MATERIAL FOR THIS EXERCISE:
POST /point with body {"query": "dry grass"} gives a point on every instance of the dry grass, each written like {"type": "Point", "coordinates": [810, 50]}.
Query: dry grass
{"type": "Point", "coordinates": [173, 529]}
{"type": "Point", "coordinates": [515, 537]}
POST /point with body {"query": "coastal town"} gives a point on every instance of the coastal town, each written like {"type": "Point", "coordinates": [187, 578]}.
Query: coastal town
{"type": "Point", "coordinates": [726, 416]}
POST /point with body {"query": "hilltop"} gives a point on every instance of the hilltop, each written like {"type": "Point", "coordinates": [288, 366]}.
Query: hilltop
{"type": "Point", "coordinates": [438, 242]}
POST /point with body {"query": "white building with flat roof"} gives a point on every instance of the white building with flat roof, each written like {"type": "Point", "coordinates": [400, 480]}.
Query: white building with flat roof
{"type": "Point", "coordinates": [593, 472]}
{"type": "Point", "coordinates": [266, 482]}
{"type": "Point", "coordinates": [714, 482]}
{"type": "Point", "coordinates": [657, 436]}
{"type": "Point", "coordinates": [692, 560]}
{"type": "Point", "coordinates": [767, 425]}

EXERCISE INSTRUCTIONS: Every line in the records above with the string "written" in it should be shown.

RESULT OF THE EXERCISE:
POST /point with body {"query": "dry grass"} gives a point on every instance of the dry grass, each written like {"type": "Point", "coordinates": [810, 50]}.
POST /point with body {"query": "coastal town"} gives a point on every instance of the coastal town, each written like {"type": "Point", "coordinates": [187, 578]}.
POST /point with body {"query": "hilltop"} gives a point on every instance of the hilltop, each written like {"type": "Point", "coordinates": [288, 366]}.
POST /point with body {"query": "white building with flat roof"} gives a point on every instance of the white building with flat roof, each written like {"type": "Point", "coordinates": [400, 480]}.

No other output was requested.